■ Exercise objective ■
Transcribe the forum thread on liability insurance in full, reproducing every character, line, and mark unchanged.

■ Supplied text ■
<<<<

# Liability insurance



## franknbeans (Jun 7, 2007)

Since they are at your home, I would talk to your agent about a farm type policy with liability coverage so that the whole thing is in one. I personally have just gone with $1M/$2m coverage. If some one gets hurt it the amounts you are talking about won't do much if they sue. I worry about numerous things, but say they get out, and someone hits them and gets killed. That will cost you more and a couple hundred thousand. In fact, for that there may not BE enough. Also depends upon your state. SOme states have equine risk laws, others don't. I worry less when mine are in VA, which has the laws to curb the suits, as opposed to NY, where there are none.


----------



## pwalshmn (May 7, 2012)

Thanks Frank. I think that I was a little unclear. I am looking at coverage of $1m/$2m. The $250 or so was the annual premium. This seems well worth the peace of mind so I am going to go ahead and purchase something. It just doesn't seem like there is much on which to differentiate the plans that are available.


----------



## franknbeans (Jun 7, 2007)

That seems to be the typical coverage and average price.


----------



## annamarga23 (May 17, 2012)

What is liability insurance commonly asked question What Is Liability Insurance
Liability insurance policies cover both legal costs and any legal payouts for which the insured would be responsible if found legally liable. Intentional damage and contractual liabilities are typically not covered in these types of policies.

Read more:
What Is Liability Insurance


----------



## stevenson (Sep 12, 2011)

>>>>

■ Material ■
<<<<

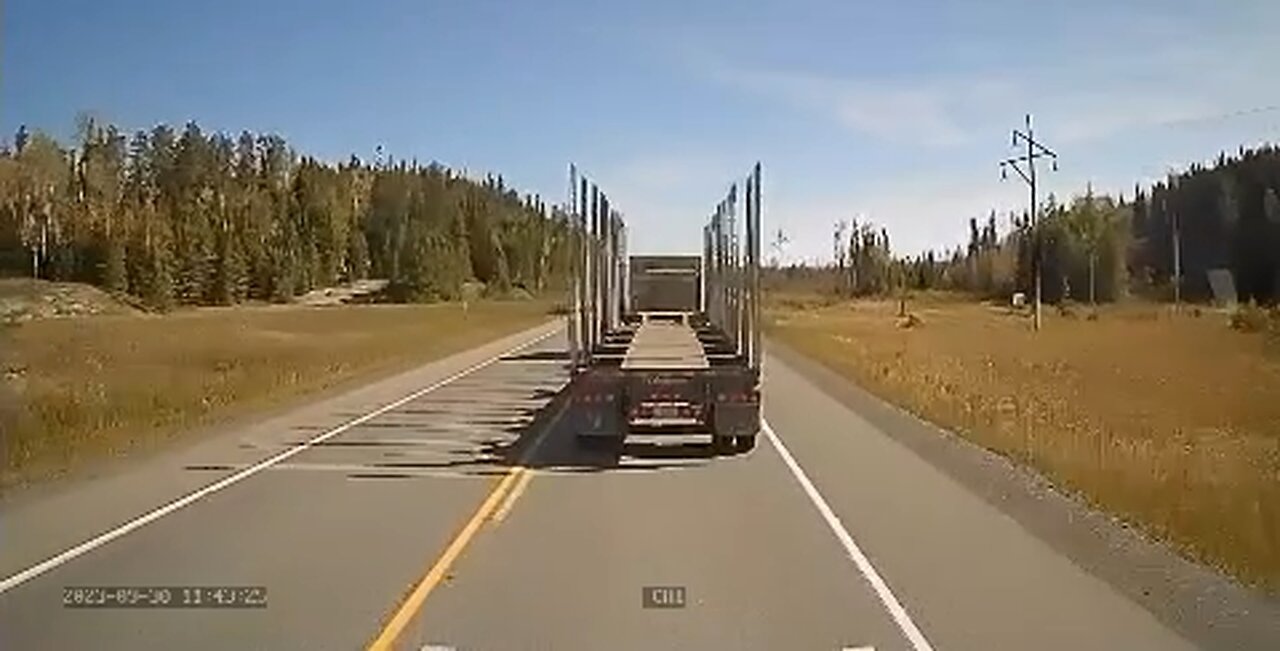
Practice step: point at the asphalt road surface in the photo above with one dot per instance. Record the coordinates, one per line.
(448, 508)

>>>>

■ Result of the exercise ■
# Liability insurance



## franknbeans (Jun 7, 2007)

Since they are at your home, I would talk to your agent about a farm type policy with liability coverage so that the whole thing is in one. I personally have just gone with $1M/$2m coverage. If some one gets hurt it the amounts you are talking about won't do much if they sue. I worry about numerous things, but say they get out, and someone hits them and gets killed. That will cost you more and a couple hundred thousand. In fact, for that there may not BE enough. Also depends upon your state. SOme states have equine risk laws, others don't. I worry less when mine are in VA, which has the laws to curb the suits, as opposed to NY, where there are none.


----------



## pwalshmn (May 7, 2012)

Thanks Frank. I think that I was a little unclear. I am looking at coverage of $1m/$2m. The $250 or so was the annual premium. This seems well worth the peace of mind so I am going to go ahead and purchase something. It just doesn't seem like there is much on which to differentiate the plans that are available.


----------



## franknbeans (Jun 7, 2007)

That seems to be the typical coverage and average price.


----------



## annamarga23 (May 17, 2012)

What is liability insurance commonly asked question What Is Liability Insurance
Liability insurance policies cover both legal costs and any legal payouts for which the insured would be responsible if found legally liable. Intentional damage and contractual liabilities are typically not covered in these types of policies.

Read more:
What Is Liability Insurance


----------



## stevenson (Sep 12, 2011)